━━ DATA SECTION ━━

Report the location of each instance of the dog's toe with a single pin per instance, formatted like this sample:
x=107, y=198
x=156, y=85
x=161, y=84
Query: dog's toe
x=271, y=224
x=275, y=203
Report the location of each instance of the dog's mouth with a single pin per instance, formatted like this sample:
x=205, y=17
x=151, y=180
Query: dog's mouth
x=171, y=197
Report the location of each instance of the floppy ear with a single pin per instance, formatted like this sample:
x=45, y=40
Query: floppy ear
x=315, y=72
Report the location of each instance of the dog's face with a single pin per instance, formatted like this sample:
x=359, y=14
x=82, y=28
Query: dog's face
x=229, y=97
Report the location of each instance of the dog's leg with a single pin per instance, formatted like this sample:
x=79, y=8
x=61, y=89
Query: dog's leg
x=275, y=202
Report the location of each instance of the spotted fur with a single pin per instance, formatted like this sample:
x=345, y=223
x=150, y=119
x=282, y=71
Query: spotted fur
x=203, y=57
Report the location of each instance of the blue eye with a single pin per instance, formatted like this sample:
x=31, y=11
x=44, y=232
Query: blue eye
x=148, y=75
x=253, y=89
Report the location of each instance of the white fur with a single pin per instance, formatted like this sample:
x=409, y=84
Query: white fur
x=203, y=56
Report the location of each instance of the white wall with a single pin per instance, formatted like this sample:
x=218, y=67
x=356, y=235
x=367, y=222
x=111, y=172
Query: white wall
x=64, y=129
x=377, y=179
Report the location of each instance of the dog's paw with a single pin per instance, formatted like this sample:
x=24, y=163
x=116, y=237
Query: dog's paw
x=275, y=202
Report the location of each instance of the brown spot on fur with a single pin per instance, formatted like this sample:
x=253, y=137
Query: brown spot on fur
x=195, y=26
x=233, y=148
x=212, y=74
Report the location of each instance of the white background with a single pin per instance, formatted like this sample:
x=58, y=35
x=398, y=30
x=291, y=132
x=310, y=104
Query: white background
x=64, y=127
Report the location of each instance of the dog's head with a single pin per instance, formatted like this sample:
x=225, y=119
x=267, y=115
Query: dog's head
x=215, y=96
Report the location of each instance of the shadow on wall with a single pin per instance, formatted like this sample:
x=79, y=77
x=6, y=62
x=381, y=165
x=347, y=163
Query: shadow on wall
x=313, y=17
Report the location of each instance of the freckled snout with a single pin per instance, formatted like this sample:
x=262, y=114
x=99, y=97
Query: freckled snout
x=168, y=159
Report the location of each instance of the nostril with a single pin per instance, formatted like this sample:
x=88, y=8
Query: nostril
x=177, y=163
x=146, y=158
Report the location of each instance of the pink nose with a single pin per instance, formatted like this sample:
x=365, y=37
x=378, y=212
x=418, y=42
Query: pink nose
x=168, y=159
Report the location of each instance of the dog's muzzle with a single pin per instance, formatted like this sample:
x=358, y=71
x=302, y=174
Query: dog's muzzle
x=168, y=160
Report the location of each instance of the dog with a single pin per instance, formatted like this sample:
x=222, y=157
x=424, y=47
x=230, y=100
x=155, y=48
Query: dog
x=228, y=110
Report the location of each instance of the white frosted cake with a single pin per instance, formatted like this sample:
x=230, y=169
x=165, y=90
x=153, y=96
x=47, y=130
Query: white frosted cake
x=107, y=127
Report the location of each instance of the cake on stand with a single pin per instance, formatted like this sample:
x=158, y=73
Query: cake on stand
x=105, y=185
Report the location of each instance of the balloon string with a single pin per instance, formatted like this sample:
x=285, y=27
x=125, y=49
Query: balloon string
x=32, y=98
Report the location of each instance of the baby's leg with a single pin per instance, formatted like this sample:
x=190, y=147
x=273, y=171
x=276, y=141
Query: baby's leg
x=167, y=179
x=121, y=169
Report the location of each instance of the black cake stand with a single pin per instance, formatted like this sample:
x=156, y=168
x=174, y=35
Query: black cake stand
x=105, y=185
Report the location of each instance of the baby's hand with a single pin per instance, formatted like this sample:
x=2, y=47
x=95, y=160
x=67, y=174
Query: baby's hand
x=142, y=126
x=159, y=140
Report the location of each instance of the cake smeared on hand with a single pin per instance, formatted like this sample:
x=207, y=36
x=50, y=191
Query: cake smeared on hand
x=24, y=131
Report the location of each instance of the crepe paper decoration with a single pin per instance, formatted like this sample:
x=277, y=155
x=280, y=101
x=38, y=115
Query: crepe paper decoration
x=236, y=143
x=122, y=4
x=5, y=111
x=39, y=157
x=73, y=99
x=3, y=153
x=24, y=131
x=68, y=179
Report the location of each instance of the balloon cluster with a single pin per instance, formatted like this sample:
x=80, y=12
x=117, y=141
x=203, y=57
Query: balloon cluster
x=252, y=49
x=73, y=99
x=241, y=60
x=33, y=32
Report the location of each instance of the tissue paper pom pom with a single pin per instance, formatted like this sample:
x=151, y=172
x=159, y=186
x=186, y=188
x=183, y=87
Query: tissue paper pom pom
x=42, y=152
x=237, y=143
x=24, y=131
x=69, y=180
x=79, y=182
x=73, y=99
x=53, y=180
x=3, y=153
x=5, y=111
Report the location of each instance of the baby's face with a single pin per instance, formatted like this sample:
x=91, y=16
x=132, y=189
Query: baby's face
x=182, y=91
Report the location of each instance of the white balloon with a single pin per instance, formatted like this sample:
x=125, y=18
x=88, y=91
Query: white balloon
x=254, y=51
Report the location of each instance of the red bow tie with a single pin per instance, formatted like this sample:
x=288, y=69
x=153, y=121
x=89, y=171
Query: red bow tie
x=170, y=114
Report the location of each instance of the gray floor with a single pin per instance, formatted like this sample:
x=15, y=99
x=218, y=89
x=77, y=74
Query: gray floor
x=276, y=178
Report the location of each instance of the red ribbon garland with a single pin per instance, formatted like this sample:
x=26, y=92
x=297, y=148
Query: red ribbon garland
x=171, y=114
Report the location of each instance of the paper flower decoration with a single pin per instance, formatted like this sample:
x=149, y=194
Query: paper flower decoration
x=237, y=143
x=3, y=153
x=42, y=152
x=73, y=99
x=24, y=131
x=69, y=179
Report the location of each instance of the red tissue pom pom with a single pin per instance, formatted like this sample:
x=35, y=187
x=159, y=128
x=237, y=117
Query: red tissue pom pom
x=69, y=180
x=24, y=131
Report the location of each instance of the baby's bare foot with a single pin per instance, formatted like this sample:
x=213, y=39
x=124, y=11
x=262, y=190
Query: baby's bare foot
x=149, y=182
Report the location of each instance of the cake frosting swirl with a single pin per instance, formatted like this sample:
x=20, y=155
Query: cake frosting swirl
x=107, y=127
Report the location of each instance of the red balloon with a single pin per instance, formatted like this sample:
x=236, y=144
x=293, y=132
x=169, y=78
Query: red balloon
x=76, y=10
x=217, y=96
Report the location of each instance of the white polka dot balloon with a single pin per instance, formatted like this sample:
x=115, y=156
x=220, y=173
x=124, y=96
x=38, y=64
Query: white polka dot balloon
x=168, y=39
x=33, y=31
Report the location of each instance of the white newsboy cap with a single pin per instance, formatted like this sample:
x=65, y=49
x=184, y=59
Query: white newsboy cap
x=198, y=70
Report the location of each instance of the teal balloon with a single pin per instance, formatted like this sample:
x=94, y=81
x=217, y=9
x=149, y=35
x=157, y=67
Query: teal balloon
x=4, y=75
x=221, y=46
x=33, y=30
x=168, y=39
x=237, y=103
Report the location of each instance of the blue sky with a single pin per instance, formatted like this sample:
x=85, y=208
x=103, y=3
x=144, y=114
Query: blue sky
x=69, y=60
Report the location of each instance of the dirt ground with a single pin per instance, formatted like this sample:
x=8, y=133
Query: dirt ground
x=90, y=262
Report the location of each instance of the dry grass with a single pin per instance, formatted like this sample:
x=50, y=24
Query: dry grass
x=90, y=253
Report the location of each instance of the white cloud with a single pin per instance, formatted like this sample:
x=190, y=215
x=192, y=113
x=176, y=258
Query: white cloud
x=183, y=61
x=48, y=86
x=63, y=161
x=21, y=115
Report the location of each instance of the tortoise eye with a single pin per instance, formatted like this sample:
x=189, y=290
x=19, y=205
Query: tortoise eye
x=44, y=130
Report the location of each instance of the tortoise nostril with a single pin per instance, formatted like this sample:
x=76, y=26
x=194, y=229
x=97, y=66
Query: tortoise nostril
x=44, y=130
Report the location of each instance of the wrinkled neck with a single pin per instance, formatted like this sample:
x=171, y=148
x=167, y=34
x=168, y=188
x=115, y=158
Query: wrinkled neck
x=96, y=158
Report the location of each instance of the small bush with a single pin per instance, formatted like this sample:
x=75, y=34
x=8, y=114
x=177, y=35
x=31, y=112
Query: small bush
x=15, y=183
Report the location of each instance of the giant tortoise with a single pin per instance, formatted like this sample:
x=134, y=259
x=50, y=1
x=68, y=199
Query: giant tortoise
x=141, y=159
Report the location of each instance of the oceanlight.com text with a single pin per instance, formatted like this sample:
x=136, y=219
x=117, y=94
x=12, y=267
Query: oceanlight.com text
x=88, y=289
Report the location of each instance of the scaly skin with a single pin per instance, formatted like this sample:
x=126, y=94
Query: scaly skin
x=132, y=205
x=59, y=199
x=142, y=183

━━━

Reproduce verbatim the lines above, from the line with "Query: crepe paper decoration" through the line with "x=132, y=189".

Query: crepe paper decoration
x=236, y=143
x=122, y=4
x=5, y=111
x=39, y=157
x=73, y=99
x=3, y=153
x=24, y=131
x=68, y=179
Report the location of each instance of the balloon cluster with a single pin per instance, formatted like this sample:
x=80, y=12
x=117, y=141
x=203, y=57
Query: balloon cluster
x=252, y=49
x=73, y=99
x=241, y=60
x=33, y=32
Report the location of each instance of the tissue paper pom pom with a single pin per instance, formatted like this sample:
x=151, y=172
x=159, y=186
x=186, y=188
x=183, y=87
Query: tissue paper pom pom
x=42, y=152
x=237, y=143
x=24, y=131
x=69, y=180
x=79, y=182
x=73, y=99
x=53, y=180
x=3, y=153
x=5, y=111
Report the location of each instance of the baby's face with a single pin per instance, formatted like this sample:
x=91, y=16
x=132, y=189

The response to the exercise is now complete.